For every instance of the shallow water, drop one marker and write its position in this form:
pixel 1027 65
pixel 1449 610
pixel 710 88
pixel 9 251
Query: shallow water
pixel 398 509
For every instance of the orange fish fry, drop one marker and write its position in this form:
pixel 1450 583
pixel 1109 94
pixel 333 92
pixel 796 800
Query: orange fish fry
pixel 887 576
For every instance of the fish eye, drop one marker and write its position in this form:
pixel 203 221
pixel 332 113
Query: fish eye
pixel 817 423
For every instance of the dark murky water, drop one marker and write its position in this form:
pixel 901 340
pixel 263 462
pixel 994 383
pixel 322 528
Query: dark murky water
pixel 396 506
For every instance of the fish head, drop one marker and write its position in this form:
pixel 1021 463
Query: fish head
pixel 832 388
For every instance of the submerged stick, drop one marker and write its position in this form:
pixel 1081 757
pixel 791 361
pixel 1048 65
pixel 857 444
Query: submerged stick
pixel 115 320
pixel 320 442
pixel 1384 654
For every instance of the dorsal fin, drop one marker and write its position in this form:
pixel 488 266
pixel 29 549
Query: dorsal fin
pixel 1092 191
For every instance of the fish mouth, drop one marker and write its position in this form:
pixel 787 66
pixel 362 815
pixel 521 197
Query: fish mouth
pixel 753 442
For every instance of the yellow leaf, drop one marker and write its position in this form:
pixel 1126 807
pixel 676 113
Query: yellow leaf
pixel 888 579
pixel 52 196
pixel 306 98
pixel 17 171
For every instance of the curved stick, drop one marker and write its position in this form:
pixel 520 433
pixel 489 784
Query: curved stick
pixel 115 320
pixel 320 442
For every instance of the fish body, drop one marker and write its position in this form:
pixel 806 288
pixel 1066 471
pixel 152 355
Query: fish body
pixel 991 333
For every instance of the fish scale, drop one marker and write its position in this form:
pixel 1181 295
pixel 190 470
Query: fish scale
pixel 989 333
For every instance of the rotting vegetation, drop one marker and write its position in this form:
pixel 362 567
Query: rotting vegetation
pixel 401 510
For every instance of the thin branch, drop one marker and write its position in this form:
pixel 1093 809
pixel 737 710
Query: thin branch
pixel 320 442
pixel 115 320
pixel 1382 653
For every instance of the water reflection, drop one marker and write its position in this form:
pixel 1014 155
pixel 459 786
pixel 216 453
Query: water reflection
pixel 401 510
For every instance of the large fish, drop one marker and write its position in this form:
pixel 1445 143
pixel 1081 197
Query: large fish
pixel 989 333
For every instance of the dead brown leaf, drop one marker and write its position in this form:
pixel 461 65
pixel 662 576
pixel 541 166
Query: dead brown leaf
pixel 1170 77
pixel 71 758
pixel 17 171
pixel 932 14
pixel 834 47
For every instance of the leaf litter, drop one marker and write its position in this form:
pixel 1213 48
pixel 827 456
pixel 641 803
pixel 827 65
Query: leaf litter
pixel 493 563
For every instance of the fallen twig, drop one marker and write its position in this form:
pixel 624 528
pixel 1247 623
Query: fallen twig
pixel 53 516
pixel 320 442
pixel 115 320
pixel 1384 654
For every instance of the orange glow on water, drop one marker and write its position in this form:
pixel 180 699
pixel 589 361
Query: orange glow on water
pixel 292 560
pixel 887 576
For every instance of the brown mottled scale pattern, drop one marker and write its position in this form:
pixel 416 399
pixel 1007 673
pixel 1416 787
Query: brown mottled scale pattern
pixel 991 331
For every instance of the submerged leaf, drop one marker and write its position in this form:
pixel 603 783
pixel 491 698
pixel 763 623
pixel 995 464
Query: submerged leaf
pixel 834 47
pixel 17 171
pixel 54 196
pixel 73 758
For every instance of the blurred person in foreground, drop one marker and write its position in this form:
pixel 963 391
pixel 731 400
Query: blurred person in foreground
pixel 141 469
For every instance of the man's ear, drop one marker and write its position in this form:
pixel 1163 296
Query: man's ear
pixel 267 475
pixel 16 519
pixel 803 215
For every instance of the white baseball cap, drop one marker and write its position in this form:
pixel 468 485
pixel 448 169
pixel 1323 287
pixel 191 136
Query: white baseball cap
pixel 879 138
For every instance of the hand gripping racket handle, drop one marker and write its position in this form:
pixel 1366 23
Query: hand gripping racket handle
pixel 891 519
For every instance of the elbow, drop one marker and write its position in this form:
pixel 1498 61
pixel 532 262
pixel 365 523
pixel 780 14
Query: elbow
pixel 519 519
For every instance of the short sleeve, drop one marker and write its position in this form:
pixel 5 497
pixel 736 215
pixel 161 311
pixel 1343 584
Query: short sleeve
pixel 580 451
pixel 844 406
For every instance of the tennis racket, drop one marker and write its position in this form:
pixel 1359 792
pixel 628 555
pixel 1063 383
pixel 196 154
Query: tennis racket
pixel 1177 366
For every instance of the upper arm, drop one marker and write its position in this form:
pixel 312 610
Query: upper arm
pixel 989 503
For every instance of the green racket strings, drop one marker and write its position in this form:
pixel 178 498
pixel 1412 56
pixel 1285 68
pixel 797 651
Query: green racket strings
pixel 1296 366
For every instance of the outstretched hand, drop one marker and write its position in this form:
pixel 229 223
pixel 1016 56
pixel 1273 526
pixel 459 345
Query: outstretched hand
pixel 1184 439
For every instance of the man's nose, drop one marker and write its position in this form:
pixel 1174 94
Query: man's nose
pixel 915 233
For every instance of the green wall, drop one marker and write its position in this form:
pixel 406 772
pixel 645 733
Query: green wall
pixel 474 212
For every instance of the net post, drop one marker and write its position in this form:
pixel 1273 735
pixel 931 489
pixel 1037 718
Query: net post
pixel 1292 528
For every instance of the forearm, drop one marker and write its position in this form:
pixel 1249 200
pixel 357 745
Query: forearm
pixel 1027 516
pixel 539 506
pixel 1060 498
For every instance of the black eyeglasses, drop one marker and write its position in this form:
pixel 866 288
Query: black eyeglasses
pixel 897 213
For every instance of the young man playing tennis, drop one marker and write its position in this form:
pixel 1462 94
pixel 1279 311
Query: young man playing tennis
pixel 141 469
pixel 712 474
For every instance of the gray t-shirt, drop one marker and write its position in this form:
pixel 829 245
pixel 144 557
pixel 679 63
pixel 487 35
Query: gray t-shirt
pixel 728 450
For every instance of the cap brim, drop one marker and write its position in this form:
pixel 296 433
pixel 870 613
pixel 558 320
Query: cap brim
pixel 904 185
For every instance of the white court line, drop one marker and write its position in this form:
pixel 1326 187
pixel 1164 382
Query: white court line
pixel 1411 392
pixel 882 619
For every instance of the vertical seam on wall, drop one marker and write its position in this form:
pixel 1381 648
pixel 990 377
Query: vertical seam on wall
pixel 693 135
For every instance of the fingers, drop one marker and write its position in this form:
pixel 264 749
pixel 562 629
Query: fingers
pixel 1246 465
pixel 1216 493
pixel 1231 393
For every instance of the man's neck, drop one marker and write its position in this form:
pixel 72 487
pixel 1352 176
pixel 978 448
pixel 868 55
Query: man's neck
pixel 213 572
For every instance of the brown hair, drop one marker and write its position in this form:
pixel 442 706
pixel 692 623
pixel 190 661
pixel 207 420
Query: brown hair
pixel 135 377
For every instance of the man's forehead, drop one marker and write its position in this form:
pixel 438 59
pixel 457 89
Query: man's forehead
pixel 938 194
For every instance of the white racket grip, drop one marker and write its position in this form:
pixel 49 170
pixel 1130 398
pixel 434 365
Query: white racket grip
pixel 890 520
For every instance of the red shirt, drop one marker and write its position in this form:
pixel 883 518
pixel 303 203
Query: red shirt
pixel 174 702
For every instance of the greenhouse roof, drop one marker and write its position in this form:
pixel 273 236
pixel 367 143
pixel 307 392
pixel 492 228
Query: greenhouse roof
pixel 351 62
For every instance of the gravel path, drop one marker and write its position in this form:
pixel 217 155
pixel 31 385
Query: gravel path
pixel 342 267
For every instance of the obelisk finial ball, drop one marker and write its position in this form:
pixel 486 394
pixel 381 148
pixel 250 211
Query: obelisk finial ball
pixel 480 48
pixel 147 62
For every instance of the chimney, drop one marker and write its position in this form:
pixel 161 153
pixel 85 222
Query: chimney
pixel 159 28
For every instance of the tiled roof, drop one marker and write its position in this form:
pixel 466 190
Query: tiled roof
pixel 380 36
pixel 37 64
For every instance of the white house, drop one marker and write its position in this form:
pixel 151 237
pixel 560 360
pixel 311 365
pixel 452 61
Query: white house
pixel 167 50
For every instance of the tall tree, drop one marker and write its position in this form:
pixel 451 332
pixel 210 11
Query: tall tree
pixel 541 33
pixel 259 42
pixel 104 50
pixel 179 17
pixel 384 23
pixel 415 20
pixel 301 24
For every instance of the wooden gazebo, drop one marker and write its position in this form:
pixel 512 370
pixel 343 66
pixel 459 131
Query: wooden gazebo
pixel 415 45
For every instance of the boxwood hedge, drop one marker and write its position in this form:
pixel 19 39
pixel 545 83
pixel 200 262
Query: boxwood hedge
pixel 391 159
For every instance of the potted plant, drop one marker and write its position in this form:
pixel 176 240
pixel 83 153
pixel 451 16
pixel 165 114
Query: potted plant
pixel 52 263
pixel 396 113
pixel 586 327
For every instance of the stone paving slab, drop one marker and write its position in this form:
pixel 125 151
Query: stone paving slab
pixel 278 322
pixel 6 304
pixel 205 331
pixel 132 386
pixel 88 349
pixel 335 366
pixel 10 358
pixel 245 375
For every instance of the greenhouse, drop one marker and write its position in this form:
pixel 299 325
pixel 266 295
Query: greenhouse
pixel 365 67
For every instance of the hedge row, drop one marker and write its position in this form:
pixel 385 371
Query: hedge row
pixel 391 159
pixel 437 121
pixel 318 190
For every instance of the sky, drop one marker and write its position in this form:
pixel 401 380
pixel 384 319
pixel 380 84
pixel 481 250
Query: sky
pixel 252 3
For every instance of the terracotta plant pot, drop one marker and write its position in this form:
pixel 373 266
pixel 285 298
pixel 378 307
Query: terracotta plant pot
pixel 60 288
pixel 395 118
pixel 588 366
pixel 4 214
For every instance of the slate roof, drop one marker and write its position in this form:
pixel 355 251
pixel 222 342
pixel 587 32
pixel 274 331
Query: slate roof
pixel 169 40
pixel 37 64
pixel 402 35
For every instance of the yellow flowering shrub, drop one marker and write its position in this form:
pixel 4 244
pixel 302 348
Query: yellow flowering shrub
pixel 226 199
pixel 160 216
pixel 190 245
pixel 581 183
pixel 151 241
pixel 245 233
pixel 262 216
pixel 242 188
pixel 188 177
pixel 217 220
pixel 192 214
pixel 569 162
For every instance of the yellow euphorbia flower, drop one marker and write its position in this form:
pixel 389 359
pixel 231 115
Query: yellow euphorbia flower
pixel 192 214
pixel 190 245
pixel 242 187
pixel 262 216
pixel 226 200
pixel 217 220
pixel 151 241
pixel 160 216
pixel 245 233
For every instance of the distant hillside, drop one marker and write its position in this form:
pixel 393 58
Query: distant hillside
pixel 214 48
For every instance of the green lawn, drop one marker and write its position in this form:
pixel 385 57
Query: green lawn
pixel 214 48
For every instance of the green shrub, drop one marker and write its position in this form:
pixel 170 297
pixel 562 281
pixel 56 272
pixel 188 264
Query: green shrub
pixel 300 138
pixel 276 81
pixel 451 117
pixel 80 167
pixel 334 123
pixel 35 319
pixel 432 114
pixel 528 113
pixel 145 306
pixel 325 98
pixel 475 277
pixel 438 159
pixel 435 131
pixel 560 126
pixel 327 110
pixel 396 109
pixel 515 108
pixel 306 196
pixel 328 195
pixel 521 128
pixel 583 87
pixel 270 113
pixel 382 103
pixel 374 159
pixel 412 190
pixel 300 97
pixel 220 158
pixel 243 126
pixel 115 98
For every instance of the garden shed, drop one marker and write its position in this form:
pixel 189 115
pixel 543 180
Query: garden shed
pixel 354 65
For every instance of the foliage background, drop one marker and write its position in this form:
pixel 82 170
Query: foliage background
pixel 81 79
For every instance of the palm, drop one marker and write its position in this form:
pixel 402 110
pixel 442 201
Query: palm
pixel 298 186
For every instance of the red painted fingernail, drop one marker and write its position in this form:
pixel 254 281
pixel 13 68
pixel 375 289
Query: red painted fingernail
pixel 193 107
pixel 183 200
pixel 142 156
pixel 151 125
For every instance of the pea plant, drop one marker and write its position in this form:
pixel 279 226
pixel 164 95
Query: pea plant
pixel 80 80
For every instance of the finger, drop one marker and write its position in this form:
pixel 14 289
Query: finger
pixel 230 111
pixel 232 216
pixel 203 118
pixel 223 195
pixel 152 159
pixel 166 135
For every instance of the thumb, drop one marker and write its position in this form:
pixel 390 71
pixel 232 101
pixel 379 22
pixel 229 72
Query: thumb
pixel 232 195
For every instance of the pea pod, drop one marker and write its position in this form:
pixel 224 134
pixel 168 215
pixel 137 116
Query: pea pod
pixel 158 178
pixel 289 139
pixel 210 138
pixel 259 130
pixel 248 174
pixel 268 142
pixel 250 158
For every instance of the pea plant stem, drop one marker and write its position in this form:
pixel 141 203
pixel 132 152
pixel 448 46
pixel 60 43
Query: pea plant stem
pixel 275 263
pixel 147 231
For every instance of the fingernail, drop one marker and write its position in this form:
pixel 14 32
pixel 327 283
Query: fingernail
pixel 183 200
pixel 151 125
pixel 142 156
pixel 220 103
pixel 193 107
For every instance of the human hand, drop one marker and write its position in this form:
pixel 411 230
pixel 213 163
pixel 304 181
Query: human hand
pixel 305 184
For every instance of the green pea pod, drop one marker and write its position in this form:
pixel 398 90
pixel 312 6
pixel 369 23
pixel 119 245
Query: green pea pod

Task description: Please reproduce the lines of the listing verbatim, starting at the line containing "For every instance of the upper" and ending at the line containing "pixel 712 474", with both of those lines included.

Worked solution:
For every instance of the upper arm, drop one marker and write its position in this form:
pixel 312 610
Query: upper arm
pixel 989 503
For every instance of the green racket strings, drop one marker and write its position in this form:
pixel 178 498
pixel 1412 56
pixel 1285 68
pixel 797 651
Query: green racket strings
pixel 1296 366
For every instance of the outstretched hand, drop one marker and write its position in this form:
pixel 229 223
pixel 1016 56
pixel 1273 526
pixel 459 345
Query: outstretched hand
pixel 1184 439
For every instance of the man's nose, drop one marker and write its position in this form:
pixel 1174 94
Query: man's nose
pixel 915 233
For every instance of the green wall, drop one marker and write its position in this form:
pixel 406 772
pixel 645 733
Query: green wall
pixel 474 212
For every instance of the net post, drop one marker and write its position in this form:
pixel 1273 735
pixel 931 489
pixel 1037 718
Query: net post
pixel 1292 528
For every instance of the forearm, drop one marker and write its position in this form:
pixel 1249 200
pixel 357 745
Query: forearm
pixel 1027 516
pixel 539 506
pixel 1060 498
For every instance of the black eyeglasses, drop one marker and write its position in this form:
pixel 866 288
Query: black eyeglasses
pixel 897 213
For every instance of the young man playing tennis, drop one marker and write its position in this form:
pixel 1462 94
pixel 1279 311
Query: young man playing tennis
pixel 141 469
pixel 712 474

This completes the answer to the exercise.